PROBLEMS AND TASKS
1. In the article on Italy's regional Covid-19 restrictions, on what date was its information last updated?
2. Write the next part of the article on Italy's regional Covid-19 restrictions, starting after its final sentence.

UPDATE: How Italy’s regions are tightening Covid-19 restrictions

UPDATE: How Italy's regions are tightening Covid-19 restrictions
Rome is one of several Italian cities under nightly curfew. Photo: Filippo Monteforte/AFP
As Italy battles to avoid another nationwide lockdown, regional governments are placing Covid-19 hotspots under curfew in a bid to contain new infections.

The localised restrictions mean that the rules vary drastically from one part of Italy to the next, with some cities, provinces and even entire regions under curfew and others with no limits on movement.

Here's a look at where the rules are strictest across Italy.

This information was last updated on October 26th.

Campania

Despite recording a relatively low number of cases in the first wave of the pandemic, Campania has been badly hit by the autumn surge.

Now the southern region has reimposed restrictions on movement that haven't been seen since Italy began phasing out its lockdown in May.

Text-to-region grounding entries
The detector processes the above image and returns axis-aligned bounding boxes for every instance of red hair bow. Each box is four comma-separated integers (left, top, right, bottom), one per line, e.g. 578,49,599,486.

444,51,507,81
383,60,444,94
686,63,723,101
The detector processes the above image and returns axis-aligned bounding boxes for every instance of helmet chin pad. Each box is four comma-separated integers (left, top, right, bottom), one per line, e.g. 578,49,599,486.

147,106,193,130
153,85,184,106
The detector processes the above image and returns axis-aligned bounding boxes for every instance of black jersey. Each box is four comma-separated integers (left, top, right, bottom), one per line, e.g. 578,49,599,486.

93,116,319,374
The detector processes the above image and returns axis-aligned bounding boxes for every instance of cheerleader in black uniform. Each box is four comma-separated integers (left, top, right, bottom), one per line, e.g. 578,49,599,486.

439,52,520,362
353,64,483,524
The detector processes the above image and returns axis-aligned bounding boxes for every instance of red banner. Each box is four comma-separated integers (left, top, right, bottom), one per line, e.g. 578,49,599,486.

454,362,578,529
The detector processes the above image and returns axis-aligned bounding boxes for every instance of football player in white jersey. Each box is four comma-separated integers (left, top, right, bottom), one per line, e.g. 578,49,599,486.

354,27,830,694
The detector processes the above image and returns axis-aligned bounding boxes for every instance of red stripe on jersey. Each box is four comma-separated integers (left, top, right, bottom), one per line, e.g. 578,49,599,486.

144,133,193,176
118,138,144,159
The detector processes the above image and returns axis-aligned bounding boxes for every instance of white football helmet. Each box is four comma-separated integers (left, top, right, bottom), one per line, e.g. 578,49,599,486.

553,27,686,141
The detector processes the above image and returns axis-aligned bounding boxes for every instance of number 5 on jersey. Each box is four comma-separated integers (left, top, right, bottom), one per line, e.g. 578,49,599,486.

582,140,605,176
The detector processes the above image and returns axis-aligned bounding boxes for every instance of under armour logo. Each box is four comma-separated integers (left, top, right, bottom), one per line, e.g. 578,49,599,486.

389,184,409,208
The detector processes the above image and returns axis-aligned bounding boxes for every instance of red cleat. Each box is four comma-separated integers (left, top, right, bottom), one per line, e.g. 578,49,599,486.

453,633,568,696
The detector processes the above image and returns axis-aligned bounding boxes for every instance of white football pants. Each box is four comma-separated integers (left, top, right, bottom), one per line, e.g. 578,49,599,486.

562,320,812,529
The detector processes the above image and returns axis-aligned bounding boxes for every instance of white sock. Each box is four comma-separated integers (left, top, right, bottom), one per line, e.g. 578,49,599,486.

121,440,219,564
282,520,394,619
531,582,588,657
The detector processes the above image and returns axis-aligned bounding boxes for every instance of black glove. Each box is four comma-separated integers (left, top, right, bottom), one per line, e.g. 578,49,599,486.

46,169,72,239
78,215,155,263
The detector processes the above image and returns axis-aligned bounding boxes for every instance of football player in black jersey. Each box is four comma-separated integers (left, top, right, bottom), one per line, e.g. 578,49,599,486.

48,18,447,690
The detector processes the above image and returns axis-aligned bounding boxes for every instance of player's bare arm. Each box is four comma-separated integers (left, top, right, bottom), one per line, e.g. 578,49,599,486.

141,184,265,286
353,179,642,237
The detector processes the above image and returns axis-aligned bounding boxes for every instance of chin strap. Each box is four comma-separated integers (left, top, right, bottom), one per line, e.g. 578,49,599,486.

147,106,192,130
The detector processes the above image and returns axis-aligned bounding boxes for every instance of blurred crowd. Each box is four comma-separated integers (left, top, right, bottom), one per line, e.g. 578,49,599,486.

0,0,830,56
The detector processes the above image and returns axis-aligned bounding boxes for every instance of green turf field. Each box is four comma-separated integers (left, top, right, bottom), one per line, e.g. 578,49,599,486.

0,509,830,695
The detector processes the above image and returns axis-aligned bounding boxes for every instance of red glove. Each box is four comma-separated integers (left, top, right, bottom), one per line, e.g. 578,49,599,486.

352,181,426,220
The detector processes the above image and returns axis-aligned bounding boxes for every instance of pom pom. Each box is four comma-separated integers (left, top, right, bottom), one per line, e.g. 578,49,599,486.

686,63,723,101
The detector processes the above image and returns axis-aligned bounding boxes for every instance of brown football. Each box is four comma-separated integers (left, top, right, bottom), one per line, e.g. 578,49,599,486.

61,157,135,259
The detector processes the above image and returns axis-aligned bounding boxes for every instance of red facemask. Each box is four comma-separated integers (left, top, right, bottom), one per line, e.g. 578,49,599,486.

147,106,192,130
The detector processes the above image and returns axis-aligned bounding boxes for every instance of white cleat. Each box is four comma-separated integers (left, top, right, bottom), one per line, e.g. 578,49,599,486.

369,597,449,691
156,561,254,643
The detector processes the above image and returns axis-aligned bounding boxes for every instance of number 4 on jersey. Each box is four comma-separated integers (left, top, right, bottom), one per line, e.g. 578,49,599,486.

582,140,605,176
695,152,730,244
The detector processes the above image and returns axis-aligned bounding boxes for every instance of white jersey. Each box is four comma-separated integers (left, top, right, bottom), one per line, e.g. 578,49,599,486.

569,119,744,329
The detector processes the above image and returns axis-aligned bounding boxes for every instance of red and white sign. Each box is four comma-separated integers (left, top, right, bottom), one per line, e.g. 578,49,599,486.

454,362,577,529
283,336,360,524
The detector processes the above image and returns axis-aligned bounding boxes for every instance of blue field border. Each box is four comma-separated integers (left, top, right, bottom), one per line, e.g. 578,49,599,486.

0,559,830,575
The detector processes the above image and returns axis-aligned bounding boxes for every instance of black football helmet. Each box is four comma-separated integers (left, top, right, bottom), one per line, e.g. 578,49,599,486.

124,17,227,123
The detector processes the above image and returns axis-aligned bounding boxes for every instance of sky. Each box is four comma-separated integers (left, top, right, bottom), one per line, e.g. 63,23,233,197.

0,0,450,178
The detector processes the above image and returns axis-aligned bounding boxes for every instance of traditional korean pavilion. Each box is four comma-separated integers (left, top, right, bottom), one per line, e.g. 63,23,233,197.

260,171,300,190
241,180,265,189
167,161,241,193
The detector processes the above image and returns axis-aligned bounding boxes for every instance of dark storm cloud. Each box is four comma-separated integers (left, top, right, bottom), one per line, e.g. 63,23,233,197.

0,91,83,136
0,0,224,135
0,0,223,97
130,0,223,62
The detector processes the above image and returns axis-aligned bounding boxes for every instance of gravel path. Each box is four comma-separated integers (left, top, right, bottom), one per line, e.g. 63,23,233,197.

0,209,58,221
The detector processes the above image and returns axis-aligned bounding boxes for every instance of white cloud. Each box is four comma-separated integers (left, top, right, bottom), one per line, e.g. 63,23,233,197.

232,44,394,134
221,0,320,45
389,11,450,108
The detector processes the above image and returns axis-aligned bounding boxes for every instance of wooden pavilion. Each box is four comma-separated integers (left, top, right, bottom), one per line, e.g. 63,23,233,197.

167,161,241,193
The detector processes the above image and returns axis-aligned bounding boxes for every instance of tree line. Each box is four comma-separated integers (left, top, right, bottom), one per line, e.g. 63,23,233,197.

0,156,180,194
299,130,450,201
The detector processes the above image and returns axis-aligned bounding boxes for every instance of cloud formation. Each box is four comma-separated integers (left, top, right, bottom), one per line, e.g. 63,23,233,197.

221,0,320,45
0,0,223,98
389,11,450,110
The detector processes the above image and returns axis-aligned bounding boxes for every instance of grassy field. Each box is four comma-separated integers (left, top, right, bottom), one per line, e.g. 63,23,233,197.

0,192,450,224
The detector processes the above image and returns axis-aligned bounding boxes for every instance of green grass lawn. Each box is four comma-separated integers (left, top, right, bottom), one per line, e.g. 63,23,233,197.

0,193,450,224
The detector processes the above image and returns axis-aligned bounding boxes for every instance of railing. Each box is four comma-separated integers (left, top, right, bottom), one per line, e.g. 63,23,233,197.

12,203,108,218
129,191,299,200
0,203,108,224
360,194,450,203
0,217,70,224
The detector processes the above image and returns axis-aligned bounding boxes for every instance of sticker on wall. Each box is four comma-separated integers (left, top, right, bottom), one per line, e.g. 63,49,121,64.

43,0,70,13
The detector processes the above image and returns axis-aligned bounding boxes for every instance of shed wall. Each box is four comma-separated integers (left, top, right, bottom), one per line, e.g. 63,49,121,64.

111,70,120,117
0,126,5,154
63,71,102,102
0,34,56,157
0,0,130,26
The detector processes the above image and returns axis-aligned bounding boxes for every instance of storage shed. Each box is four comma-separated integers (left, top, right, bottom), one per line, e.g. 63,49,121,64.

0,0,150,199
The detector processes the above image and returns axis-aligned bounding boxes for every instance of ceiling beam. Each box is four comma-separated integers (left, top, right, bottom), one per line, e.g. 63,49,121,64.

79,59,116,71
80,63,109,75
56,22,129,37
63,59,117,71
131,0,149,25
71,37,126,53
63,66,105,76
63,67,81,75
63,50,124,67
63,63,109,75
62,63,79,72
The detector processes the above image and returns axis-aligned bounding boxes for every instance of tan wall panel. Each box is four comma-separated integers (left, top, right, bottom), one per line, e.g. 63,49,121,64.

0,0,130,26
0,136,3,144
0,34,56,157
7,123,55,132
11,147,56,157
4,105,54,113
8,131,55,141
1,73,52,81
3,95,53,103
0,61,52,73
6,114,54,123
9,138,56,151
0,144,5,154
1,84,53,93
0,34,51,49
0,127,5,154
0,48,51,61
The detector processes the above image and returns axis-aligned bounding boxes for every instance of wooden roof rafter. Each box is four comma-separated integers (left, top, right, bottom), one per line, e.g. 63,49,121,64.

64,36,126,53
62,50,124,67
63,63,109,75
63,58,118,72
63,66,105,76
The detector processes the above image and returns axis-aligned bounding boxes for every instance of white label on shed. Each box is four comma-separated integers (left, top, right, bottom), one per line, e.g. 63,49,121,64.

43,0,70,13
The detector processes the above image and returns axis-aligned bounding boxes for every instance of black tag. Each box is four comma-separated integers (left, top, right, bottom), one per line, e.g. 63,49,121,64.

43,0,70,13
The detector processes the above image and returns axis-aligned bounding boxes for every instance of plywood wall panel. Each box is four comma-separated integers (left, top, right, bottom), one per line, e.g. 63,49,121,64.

RESULTS FOR THE EXERCISE
1. October 26th.

2.
They include:

  • Residents are ordered not to leave their own province except for work, health reasons, family necessity or other emergencies;
  • Nightly curfew between 11pm and 5 am;
  • Primary and secondary schools closed until at least October 31st;
  • Universities closed until further notice;
  • Jogging in busy areas (city centres, parks, seafronts) is only allowed between 6 and 8:30 am.

The restrictions, the toughest in Italy to date, have already caused unrest in Campania's largest city, Naples, where hundreds of protesters defied the curfew over the weekend in frustration at further blows to businesses and curbs on freedom.

READ ALSO: The form you need to go out at night under one of Italy's regional curfews


Police on patrol in Milan, Lombardy. Photo: Miguel Medina/AFP

Lombardy

After reporting the highest number of new infections of any region for several days straight, Lombardy became the first to enforce a nighttime curfew. 

Between the hours of 11pm and 5am residents should only leave home at night for reasons of work, health or necessity, and can be asked by police to produce a self-certification form justifying why they're on the street.

The curfew is effective until at least November 13th.

IN PHOTOS: Milan deserted as Italy's first curfew begins 

Lombardy has also urged secondary schools to go remote from October 26th if they can, and if not to make arrangements to do so as soon as possible.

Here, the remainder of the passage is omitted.